[Free-text object descriptions]
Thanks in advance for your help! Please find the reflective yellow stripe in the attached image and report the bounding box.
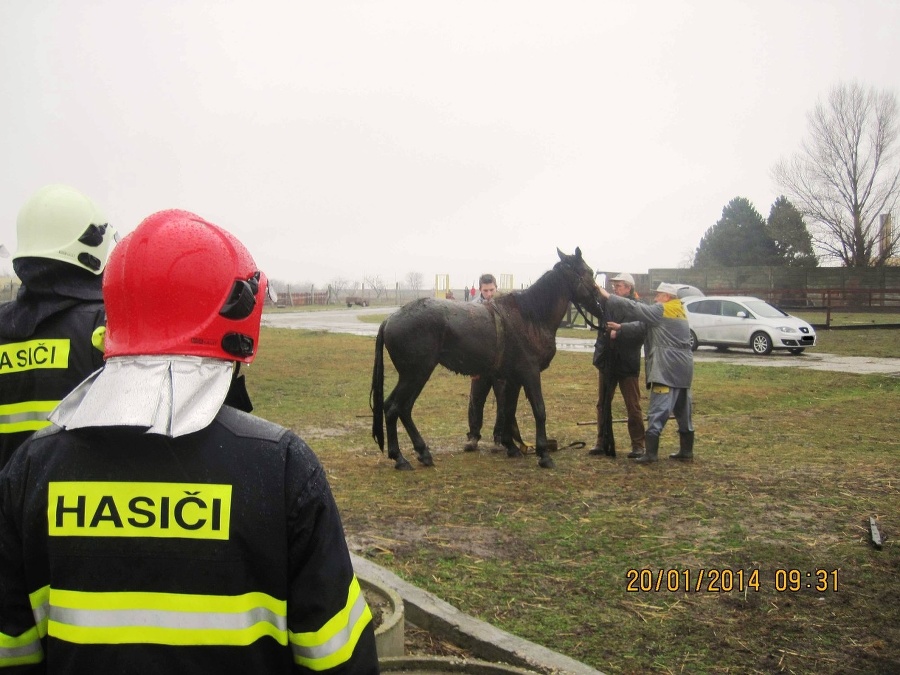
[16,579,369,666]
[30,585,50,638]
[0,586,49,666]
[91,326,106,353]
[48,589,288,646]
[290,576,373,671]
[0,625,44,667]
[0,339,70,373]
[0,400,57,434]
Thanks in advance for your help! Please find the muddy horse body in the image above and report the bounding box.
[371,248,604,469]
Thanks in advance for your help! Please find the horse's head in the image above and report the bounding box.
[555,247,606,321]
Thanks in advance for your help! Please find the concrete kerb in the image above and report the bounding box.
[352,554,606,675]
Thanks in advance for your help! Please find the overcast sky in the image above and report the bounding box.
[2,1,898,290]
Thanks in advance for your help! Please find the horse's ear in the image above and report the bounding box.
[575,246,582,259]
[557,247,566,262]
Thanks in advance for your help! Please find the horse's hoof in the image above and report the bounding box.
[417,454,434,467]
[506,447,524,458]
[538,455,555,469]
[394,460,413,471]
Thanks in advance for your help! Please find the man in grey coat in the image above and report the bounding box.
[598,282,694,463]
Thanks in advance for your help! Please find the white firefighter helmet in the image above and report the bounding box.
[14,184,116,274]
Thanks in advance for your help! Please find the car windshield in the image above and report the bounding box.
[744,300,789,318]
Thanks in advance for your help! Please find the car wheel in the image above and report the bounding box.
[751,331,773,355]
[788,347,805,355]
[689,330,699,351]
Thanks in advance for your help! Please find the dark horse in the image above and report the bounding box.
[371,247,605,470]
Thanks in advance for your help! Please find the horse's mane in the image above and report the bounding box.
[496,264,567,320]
==
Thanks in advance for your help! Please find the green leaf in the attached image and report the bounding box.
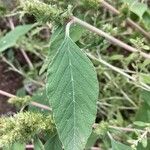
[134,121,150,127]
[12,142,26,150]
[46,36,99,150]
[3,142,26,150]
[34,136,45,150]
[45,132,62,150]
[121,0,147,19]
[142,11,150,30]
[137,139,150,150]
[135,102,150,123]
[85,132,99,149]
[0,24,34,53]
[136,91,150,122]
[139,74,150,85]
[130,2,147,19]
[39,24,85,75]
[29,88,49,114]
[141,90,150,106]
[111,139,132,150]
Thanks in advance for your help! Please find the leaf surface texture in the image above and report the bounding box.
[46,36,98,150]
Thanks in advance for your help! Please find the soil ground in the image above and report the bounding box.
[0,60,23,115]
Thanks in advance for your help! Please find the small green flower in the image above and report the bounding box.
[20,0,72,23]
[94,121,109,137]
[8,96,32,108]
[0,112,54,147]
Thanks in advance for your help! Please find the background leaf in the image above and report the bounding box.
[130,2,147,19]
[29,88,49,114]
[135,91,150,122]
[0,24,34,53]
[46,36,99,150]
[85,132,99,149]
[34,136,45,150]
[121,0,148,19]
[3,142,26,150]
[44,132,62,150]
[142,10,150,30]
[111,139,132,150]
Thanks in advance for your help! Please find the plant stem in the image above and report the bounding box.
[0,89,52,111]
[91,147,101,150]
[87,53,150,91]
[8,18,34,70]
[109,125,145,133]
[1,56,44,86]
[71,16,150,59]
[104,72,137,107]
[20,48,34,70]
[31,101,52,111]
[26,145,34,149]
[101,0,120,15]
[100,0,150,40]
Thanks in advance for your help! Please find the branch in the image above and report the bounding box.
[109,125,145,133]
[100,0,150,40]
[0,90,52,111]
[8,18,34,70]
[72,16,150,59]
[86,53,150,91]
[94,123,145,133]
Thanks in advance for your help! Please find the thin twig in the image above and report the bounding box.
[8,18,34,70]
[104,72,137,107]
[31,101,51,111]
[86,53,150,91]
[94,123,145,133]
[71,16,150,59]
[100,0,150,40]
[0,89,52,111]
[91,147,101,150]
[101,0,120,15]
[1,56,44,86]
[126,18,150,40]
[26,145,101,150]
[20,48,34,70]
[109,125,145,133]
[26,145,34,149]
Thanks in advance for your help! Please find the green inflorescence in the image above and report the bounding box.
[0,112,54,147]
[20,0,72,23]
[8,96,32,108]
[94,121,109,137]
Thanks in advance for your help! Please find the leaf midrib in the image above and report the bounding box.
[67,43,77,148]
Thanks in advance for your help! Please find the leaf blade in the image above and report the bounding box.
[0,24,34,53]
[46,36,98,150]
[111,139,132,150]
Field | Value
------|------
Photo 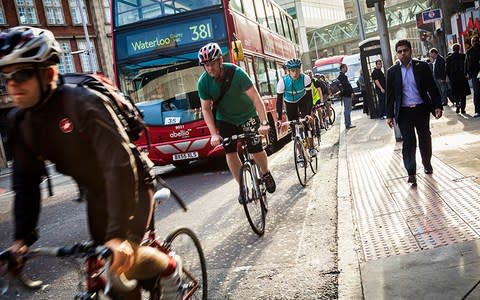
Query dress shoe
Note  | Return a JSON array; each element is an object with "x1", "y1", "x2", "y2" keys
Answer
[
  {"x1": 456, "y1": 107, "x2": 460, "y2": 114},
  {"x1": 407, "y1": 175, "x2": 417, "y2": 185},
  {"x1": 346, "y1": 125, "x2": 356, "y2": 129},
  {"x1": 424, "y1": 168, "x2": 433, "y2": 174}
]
---
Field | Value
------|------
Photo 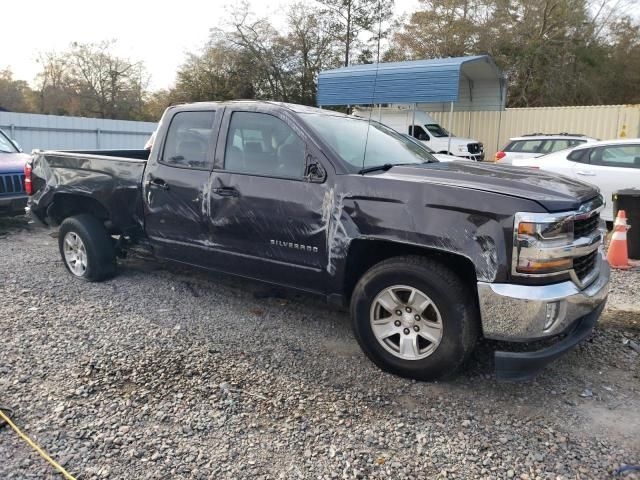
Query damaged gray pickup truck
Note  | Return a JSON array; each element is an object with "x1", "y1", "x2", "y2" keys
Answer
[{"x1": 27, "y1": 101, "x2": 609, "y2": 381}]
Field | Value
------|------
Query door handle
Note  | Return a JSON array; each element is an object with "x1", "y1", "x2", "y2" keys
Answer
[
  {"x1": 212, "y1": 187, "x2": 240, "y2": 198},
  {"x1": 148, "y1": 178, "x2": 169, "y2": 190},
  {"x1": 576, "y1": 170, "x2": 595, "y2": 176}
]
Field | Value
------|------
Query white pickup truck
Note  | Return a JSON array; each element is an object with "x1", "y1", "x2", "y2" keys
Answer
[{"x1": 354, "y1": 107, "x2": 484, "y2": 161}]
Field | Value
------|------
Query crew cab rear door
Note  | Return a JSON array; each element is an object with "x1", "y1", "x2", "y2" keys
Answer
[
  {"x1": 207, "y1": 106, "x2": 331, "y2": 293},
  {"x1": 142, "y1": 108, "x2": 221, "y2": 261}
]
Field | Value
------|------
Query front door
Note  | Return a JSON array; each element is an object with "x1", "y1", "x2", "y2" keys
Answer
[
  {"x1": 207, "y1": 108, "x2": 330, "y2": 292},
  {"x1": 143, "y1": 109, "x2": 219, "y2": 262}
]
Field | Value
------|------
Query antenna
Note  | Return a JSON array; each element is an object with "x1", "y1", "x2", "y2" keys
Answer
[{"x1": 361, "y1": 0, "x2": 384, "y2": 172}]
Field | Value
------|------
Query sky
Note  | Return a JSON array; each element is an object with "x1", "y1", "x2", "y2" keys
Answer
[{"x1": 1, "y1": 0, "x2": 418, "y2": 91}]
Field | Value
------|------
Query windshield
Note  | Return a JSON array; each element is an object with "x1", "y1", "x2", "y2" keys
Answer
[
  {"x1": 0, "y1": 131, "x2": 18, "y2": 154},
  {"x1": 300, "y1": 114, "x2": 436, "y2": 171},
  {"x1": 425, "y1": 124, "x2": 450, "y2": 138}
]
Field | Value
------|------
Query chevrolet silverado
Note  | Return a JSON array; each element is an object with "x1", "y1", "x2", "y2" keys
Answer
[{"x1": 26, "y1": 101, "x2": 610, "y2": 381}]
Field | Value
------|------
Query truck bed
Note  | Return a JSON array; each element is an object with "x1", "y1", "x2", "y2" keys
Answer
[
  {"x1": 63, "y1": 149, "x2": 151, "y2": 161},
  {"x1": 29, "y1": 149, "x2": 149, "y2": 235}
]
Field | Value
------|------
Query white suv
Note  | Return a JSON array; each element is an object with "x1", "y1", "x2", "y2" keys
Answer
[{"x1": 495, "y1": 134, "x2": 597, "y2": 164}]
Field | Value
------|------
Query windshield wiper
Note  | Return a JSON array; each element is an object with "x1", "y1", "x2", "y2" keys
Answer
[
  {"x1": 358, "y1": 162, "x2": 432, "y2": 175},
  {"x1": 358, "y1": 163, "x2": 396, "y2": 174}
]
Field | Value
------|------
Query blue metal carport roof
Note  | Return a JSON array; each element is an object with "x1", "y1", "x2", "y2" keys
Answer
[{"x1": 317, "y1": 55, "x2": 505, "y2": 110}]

[What to work on]
Wherever a line holds the word "pickup", copy that line out of the entries above.

[Exercise answer]
Query damaged gray pickup truck
Query white pickup truck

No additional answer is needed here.